* **Instructions to follow**
Below is a listing; repeat exactly the lines from the one containing "Target: sponsor decal" to the one containing "[point] racing track", both included.

Source data Start Marker

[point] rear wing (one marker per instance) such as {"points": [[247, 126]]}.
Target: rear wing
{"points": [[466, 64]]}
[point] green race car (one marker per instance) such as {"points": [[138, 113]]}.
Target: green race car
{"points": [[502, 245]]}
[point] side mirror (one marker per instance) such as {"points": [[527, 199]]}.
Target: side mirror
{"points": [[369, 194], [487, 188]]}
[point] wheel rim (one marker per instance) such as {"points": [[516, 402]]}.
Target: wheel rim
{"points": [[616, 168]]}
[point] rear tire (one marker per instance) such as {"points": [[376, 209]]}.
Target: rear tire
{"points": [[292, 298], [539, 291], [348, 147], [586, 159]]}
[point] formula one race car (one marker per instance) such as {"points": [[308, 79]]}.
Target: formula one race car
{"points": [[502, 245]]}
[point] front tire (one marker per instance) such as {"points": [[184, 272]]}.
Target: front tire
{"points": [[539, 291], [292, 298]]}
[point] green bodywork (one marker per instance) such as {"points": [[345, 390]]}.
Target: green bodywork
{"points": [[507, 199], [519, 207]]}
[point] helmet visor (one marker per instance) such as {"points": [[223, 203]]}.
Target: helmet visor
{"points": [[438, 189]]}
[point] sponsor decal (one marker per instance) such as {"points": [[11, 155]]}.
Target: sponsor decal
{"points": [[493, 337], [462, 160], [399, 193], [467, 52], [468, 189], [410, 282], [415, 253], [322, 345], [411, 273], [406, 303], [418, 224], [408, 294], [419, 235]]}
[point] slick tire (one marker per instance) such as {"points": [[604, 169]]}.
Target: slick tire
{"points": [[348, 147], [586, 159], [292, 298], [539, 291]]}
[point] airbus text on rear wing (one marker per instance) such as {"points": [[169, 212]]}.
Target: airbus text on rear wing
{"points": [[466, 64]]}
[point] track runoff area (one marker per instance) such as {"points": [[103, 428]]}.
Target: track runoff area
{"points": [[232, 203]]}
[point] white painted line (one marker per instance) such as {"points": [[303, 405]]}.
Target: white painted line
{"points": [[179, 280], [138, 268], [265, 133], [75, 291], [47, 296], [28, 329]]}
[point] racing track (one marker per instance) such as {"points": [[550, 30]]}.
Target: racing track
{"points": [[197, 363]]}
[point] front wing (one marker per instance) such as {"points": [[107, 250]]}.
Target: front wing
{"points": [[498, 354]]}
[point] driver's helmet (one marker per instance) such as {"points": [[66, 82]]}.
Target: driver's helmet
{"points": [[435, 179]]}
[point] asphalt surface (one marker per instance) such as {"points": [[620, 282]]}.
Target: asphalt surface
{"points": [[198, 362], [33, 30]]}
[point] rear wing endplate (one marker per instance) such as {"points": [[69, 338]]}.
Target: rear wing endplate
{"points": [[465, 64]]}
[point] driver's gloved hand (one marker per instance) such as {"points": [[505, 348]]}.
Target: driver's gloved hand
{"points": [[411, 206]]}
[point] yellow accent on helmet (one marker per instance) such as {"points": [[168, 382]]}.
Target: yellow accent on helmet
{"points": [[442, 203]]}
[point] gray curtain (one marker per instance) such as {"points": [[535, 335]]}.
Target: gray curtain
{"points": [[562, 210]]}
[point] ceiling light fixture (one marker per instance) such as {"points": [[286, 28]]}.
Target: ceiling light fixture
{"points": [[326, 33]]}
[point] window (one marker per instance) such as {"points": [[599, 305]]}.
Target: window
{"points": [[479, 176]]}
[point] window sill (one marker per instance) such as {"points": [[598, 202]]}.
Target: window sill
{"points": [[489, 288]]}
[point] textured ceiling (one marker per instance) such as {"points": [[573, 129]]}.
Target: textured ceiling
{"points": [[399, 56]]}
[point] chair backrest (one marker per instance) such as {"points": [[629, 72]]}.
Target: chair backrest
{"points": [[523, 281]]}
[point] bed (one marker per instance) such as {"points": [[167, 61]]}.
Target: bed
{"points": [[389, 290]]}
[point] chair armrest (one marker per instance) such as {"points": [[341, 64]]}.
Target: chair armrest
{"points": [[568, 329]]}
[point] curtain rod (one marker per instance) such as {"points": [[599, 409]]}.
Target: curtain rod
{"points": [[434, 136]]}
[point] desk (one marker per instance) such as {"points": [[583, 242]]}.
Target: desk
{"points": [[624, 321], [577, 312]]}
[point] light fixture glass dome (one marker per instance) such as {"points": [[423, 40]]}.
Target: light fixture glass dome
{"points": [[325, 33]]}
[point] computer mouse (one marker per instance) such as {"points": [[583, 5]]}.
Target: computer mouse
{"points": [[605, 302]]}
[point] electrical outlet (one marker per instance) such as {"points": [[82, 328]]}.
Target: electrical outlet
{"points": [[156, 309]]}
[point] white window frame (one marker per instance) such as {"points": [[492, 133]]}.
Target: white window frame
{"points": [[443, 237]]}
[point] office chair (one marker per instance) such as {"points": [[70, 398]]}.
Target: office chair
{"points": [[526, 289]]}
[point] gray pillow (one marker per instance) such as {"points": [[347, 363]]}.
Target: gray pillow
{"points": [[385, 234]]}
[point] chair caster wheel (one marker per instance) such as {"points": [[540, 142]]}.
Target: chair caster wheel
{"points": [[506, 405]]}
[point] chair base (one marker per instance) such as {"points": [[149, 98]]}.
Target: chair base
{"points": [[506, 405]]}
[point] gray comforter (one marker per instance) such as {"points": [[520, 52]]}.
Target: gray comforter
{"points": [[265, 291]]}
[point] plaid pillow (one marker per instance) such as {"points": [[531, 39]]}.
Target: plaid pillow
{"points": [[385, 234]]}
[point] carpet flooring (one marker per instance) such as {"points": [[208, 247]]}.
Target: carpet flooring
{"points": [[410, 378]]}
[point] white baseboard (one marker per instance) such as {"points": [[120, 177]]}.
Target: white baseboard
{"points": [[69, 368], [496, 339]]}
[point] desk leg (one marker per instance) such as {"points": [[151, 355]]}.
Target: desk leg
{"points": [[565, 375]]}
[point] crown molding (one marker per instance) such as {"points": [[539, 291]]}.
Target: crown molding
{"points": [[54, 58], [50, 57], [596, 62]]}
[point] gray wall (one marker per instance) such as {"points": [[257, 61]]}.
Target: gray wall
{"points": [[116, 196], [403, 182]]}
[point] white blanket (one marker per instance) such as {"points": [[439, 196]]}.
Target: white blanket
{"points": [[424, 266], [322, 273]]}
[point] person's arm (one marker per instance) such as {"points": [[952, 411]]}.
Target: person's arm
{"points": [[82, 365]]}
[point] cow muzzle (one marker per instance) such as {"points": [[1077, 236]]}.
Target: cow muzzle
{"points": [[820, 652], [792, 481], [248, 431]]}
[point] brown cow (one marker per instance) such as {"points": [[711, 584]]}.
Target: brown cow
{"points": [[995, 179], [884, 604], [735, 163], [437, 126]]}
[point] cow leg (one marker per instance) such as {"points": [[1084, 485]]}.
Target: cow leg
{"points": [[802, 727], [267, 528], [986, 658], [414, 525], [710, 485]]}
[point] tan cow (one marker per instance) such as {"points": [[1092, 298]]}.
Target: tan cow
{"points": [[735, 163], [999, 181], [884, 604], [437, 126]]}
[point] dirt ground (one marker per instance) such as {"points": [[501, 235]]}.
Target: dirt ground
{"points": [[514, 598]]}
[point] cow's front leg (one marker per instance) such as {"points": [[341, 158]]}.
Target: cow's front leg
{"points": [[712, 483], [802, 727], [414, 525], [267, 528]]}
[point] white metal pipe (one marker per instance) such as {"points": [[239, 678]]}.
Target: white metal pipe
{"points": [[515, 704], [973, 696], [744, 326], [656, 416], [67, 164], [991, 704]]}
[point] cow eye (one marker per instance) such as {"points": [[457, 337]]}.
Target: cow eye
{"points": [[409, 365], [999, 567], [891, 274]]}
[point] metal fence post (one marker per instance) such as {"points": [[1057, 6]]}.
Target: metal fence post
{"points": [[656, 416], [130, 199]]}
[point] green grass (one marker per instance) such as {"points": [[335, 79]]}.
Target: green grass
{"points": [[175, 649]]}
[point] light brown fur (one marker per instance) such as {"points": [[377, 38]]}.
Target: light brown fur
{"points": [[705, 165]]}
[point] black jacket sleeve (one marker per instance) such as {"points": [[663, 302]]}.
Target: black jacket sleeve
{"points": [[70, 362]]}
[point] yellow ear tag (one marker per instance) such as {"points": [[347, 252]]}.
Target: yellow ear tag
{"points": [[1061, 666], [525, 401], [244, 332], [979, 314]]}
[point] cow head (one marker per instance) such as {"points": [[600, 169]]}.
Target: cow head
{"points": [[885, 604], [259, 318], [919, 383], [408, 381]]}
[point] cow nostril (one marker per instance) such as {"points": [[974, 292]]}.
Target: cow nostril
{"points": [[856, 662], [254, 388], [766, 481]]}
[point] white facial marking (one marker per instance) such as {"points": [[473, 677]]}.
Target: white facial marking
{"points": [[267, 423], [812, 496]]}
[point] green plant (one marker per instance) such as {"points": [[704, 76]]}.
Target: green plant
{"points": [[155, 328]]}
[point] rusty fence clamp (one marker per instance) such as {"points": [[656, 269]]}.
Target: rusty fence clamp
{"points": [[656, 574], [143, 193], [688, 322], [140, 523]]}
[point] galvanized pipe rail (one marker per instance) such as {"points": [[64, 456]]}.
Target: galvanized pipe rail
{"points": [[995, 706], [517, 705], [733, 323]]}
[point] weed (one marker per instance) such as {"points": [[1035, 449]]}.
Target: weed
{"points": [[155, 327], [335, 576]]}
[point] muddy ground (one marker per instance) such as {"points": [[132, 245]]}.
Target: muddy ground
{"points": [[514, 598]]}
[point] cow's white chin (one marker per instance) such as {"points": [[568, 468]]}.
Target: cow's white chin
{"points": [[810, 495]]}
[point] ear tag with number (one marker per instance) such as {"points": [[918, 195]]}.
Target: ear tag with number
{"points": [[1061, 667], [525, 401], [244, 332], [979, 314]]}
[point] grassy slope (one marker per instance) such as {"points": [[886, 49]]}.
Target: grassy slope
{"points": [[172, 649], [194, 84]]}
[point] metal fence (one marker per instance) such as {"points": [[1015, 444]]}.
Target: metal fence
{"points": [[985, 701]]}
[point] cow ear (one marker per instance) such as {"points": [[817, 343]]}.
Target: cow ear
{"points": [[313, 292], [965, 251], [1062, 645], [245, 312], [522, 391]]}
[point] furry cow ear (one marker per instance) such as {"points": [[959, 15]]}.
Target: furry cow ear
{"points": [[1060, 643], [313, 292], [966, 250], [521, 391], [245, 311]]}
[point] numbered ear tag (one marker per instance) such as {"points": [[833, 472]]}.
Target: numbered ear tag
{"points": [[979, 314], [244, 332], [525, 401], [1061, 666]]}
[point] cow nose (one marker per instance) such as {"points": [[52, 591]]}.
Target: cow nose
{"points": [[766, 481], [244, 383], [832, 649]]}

Source data End Marker

* **Result of this task**
Target: sponsor decal
{"points": [[493, 337], [462, 160], [399, 193], [467, 52], [468, 189], [410, 282], [415, 253], [322, 345], [411, 273], [406, 303], [418, 224], [408, 294], [419, 235]]}
[point] slick tire (one marker per instance) such as {"points": [[604, 169]]}.
Target: slick tire
{"points": [[348, 147], [586, 159], [292, 298], [539, 291]]}
[point] airbus text on rear wing (one marker per instance) such as {"points": [[169, 212]]}.
Target: airbus text on rear wing
{"points": [[466, 64]]}
[point] track runoff area (one marker per instance) such as {"points": [[103, 428]]}.
Target: track runoff area
{"points": [[232, 203]]}
[point] white painted line (one marker per instance) such as {"points": [[303, 405]]}.
Target: white painted line
{"points": [[179, 280], [138, 268], [265, 133], [75, 291], [47, 296], [28, 329]]}
[point] racing track (one marker per instance) such as {"points": [[550, 30]]}.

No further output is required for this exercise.